[Work instruction A] In the passage on J.D. Vance's policy proposals that follows, translate this sentence into Spanish: "Making it more challenging for banks to merge doesn’t make them better or more competitive."
[Work instruction B] According to the passage on J.D. Vance's policy proposals that follows, with whom has Vance partnered to crack down on Wall Street?
[Work instruction C] Write the next part of the passage on J.D. Vance's policy proposals, starting after its final sentence.

##### Extract

Vance is a big-government Republican, and these policy proposals will not help families, because they will tend to raise prices and reduce entrepreneurship, both of which are bad, particularly for low-income Americans. Restricting trade—whether by taxing imports, trade restrictions, supporting politicized labor unions, or using antitrust to solve the corporate problem du jour—harms citizens by discouraging the best allocation of resources, which means less prosperity and lower living standards than we would otherwise obtain. Vance has partnered with Elizabeth Warren, a populist progressive, to crack down on Wall Street. After the Great Recession, this sells well. But what if, again, he is missing the point? Making it more challenging for banks to merge doesn’t make them better or more competitive. Yet two superpowered elites who want you to believe they are just like you are also arrogant enough to think they know how to fix these problems. They aren’t, and this is not unchartered political territory. Remember the sweeping government response to the Great Depression?
Moreover, Vance pretending he isn’t elite is a bit like Bernie Sanders, who has become a millionaire as a senator, pretending he isn’t rich. It’s more honest and effective to recognize that most Americans grow rich by creating value through commerce. They invent, they innovate, they create. Our worry should be that once they obtain their wealth, they tend to use the political system to advance their interests, a winner-take-all game. This is not an indictment on wealth accumulation but on the expansive Leviathan state.

##########
##### Extracted records

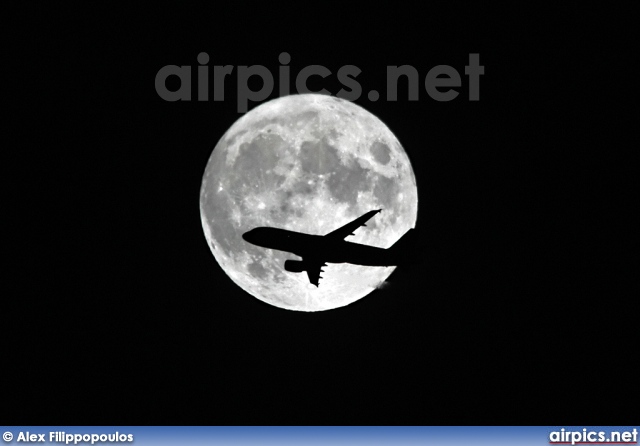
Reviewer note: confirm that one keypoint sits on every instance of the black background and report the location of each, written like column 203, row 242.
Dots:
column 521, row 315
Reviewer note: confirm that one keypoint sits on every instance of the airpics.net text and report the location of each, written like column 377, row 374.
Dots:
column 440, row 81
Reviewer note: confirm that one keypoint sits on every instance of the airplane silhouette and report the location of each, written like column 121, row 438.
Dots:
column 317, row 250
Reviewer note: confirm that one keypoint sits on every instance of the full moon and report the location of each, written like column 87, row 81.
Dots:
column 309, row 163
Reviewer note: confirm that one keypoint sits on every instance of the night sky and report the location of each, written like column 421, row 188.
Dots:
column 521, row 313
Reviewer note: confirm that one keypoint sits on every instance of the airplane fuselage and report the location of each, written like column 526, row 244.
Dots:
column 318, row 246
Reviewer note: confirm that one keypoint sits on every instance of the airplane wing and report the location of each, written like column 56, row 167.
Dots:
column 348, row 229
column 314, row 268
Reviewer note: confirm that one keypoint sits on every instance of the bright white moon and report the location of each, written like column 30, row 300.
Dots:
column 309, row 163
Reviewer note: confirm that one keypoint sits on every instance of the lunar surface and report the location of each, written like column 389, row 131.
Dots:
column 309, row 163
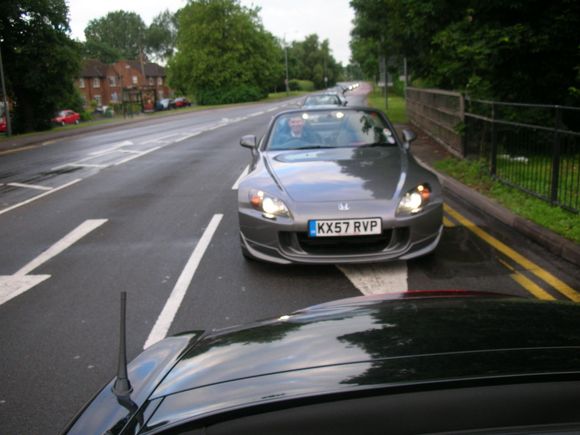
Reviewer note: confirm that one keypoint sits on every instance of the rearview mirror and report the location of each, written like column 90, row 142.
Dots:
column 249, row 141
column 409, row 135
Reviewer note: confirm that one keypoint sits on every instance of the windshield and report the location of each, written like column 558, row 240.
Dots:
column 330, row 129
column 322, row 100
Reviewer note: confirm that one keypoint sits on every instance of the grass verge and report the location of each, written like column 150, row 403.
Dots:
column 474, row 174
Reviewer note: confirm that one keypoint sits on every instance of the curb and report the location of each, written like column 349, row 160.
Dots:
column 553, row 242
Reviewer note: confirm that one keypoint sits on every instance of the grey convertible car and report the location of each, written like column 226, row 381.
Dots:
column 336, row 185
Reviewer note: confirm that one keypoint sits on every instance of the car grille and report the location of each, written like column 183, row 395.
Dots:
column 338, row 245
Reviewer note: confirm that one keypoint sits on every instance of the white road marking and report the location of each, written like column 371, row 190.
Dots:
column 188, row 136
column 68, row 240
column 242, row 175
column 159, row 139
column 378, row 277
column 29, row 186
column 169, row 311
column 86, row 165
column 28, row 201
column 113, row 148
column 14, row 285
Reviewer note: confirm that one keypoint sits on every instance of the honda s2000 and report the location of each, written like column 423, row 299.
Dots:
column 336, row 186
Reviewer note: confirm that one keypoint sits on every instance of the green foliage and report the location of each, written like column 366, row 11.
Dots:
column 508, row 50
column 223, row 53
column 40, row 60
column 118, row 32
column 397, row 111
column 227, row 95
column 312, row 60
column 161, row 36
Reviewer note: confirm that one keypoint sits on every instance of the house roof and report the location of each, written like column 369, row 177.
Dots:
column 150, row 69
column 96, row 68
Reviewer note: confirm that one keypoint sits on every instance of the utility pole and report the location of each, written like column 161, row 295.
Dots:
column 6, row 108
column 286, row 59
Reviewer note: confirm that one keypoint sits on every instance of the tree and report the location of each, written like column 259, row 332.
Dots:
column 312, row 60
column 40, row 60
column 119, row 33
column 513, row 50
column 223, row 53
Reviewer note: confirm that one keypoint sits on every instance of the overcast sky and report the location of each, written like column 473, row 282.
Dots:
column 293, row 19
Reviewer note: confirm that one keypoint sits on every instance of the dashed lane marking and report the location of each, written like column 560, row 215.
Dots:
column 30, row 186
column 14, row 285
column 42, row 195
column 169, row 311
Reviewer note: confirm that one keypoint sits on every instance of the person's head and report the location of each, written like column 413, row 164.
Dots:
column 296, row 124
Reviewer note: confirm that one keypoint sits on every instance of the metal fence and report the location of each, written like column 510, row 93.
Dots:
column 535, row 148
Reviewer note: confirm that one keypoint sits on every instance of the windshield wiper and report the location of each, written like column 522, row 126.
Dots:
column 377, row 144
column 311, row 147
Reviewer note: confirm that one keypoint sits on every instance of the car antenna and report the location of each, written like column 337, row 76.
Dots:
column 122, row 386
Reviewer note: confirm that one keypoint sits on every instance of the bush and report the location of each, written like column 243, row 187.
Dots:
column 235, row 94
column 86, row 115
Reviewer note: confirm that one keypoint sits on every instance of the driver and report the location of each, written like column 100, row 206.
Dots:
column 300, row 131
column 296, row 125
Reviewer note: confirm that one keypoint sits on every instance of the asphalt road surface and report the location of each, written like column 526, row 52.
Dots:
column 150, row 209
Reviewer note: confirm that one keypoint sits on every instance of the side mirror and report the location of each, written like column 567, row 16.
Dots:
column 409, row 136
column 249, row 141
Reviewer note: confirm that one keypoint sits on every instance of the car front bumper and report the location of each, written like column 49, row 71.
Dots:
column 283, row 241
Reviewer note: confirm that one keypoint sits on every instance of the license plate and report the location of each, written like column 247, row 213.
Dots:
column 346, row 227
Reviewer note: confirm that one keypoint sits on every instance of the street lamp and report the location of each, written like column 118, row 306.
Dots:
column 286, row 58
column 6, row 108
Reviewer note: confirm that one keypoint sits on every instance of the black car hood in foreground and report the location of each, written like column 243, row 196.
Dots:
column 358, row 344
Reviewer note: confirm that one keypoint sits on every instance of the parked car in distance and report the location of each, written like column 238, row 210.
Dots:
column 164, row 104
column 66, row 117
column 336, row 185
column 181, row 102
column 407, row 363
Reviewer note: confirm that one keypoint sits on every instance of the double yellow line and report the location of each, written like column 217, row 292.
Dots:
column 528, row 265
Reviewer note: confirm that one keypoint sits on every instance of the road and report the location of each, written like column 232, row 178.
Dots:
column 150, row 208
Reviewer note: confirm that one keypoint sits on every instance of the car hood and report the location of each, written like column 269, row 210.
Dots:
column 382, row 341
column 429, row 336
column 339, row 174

##########

[Answer section A] Hacer más difícil que los bancos se fusionen no los hace mejores ni más competitivos.

[Answer section B] Elizabeth Warren, a populist progressive.

[Answer section C]
What if we celebrated value creation and income mobility by removing the barriers preventing Americans from obtaining financial success? Some Americans are indeed stuck in the working class, though they strive to move beyond it. The rich can obtain political privilege, which we should eliminate. For example, we could improve education at the primary level through vouchers and remove subsidies to higher education, making it more affordable, accessible, and of improved quality. This would allow diversification in what higher education offers and will serve more students. Decreasing the costs of higher education would reduce the need for student loans, and privatizing federal student loans would help the most needy student get access to loans and would shrink the massive current default crisis. Hospital services cost 220% more than in 2020, outpacing the overall 74% inflation rate in the same period. These are real problems, and they hit the working class the hardest. Let’s free the healthcare market and the market for higher education. Let’s figure out a prudent solution to Social Security and Medicare, which are unfunded liabilities spiraling out of control. We can remove regulatory frequently advocated for by the wealthy because they shield them from competition. In all this, we can stand for families.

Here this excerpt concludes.